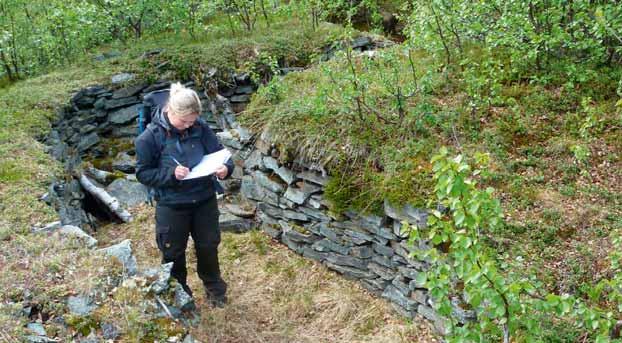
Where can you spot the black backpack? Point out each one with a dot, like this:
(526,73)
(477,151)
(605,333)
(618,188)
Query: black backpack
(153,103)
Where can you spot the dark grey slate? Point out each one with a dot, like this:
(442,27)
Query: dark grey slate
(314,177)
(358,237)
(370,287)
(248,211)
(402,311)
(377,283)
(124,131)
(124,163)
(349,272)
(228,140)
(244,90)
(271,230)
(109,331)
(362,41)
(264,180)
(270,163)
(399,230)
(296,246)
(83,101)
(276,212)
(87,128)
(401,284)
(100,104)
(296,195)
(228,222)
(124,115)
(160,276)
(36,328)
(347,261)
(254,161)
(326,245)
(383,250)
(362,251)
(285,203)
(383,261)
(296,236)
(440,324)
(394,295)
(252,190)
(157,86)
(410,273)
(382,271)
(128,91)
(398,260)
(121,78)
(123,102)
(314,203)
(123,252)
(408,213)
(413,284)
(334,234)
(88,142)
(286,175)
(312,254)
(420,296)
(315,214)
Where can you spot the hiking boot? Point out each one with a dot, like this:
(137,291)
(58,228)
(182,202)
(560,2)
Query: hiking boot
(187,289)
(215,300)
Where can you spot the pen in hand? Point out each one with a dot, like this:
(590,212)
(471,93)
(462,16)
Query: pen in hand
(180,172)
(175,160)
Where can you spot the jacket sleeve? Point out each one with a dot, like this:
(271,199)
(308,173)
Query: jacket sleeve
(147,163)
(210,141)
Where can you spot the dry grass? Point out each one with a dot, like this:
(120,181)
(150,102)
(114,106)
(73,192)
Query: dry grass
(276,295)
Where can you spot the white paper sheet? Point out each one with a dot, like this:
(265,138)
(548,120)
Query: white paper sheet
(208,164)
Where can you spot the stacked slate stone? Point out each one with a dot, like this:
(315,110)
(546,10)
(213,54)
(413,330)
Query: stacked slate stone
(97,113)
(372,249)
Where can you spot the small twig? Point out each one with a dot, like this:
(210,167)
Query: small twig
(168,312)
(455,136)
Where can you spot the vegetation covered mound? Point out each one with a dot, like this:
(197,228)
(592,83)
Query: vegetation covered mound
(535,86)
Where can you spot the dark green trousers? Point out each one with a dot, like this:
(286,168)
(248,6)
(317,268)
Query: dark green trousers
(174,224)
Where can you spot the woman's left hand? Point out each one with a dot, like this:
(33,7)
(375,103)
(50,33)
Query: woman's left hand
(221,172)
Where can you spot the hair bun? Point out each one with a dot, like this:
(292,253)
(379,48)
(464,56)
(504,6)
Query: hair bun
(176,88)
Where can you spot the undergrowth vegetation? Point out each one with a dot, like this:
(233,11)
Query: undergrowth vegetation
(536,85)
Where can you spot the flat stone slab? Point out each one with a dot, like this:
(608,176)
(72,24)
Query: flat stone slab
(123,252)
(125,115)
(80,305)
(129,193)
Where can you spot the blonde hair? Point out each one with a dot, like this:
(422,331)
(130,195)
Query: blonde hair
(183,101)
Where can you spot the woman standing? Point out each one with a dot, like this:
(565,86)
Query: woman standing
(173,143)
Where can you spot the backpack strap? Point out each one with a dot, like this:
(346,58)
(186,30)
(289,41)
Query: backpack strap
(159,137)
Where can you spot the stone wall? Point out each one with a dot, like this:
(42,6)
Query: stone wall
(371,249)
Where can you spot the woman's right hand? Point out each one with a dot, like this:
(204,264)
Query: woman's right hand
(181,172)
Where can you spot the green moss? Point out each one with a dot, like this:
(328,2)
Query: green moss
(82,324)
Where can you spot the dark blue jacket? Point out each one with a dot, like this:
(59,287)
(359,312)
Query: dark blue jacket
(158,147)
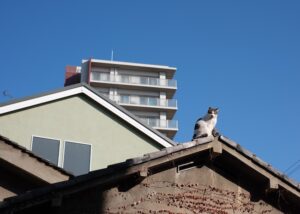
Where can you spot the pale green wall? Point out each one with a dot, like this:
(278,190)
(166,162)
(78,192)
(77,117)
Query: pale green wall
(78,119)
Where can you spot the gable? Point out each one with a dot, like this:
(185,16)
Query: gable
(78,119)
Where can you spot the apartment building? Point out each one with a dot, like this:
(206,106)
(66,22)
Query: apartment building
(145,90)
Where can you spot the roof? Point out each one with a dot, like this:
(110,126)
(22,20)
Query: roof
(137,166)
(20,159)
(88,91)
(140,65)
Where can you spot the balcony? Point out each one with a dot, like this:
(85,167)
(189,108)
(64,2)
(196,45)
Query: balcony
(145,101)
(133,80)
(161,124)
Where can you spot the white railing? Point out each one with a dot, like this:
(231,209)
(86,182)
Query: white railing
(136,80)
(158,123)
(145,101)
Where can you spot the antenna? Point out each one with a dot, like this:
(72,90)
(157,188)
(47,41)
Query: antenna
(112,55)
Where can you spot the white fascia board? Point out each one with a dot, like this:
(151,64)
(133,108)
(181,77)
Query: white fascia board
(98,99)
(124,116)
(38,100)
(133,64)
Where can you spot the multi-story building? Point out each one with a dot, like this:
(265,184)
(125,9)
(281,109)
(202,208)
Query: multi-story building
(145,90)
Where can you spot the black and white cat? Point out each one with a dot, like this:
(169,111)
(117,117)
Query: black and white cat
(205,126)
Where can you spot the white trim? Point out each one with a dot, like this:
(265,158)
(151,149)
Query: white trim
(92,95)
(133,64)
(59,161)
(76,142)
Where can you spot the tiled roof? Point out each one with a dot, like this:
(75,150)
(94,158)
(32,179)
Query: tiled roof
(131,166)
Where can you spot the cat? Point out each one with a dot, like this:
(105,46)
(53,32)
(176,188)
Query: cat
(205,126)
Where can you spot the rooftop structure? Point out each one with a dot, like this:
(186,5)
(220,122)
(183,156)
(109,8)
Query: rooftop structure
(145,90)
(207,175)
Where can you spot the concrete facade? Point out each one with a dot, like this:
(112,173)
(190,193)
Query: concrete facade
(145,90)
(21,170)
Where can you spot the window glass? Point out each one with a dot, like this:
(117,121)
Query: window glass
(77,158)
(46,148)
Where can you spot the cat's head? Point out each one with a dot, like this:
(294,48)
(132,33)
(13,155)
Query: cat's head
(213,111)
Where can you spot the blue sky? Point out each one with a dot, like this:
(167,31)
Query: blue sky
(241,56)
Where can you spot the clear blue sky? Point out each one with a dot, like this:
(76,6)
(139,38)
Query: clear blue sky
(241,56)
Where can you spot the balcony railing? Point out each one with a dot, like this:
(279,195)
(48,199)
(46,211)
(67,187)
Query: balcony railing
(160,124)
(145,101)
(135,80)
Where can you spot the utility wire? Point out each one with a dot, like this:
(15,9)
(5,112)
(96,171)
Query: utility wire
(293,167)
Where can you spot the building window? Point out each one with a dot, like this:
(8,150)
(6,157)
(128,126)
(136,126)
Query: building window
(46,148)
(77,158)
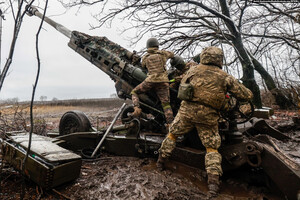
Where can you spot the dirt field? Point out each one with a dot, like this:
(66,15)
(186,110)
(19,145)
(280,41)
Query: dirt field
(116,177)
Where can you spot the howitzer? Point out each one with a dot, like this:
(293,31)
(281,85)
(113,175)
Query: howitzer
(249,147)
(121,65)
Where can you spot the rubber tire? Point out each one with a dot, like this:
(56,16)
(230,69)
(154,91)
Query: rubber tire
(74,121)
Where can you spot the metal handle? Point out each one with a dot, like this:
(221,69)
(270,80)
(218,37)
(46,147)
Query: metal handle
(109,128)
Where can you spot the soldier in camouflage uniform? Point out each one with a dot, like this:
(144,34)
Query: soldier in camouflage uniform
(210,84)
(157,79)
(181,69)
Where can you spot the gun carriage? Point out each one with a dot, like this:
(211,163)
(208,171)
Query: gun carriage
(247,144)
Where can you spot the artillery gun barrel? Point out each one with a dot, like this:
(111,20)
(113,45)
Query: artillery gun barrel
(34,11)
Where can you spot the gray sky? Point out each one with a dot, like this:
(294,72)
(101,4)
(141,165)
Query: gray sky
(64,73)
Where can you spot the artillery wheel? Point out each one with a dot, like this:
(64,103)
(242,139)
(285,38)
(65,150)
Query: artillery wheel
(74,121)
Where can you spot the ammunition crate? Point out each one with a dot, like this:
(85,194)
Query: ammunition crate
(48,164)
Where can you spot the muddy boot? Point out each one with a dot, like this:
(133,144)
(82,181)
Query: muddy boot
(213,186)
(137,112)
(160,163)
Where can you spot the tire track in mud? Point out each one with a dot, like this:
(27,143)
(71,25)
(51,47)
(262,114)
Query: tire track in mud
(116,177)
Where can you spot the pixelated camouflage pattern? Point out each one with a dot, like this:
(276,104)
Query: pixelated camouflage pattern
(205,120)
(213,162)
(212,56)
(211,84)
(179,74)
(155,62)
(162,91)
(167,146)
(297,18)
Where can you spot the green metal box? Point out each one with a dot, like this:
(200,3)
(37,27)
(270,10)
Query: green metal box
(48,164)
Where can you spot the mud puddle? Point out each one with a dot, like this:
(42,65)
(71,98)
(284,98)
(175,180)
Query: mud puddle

════════

WHAT THE TASK REQUIRES:
Set down, word for word, every line from the line that holds "Where can you spot the howitzer?" to the end of the entries above, including both ends.

WRITTEN REPLY:
Where can you spot the howitzer? Point out each one with a dot, like this:
(293,31)
(281,85)
(113,175)
Query: howitzer
(249,147)
(121,65)
Where can you spot the rubber tire? Point out each one with a dot, like this:
(56,16)
(230,69)
(154,91)
Query: rubber tire
(74,121)
Where can you spot the metal handle? Point out each one with a dot, like this:
(221,69)
(270,80)
(218,37)
(46,147)
Query: metal handle
(109,128)
Where can you spot the soldier in camouflage uniform? Point out each one with a dot, like this:
(144,34)
Query: soldier in camouflage uniform
(210,84)
(157,79)
(181,69)
Where can you spot the gun carriage? Point out each one with a dot, like this:
(211,163)
(208,171)
Query: gun carriage
(247,144)
Where can you spot the artillery gun barrel? Point out each one with a dot, like this:
(111,20)
(113,45)
Query: artillery gun barrel
(34,11)
Where can you spot the gray sky? Point out each one with a dot, like this:
(294,72)
(101,4)
(141,165)
Query: gray sky
(64,73)
Where can you spot the artillery wheel? Point out each one with a dot, like this:
(64,103)
(242,139)
(285,38)
(65,150)
Query: artillery wheel
(74,121)
Where can you spot the ammunition crate? Point out each one with a dot, like this:
(85,194)
Query: ammunition crate
(48,164)
Where can you spot the muddy boot? Point out each one with a dot, like this:
(133,144)
(82,181)
Query: muddy boot
(213,186)
(137,112)
(160,163)
Where can you spot the tire track in mud? Point out each one with a dot, like this:
(27,143)
(71,25)
(51,47)
(262,114)
Query: tire track in mud
(116,177)
Where can you spot the pixelated camouflage pattern? Point out each one with a dot, like this:
(276,104)
Query: pixelated camouflage pattern
(205,120)
(213,162)
(212,56)
(211,84)
(179,74)
(155,62)
(162,91)
(167,146)
(297,18)
Where can you spot the green metal box? Point out each one with a dot, like this:
(200,3)
(37,27)
(270,10)
Query: green metal box
(48,164)
Where can you spot the mud puddle? Point out each one with a dot, like this:
(42,65)
(71,98)
(284,98)
(175,180)
Query: mud puddle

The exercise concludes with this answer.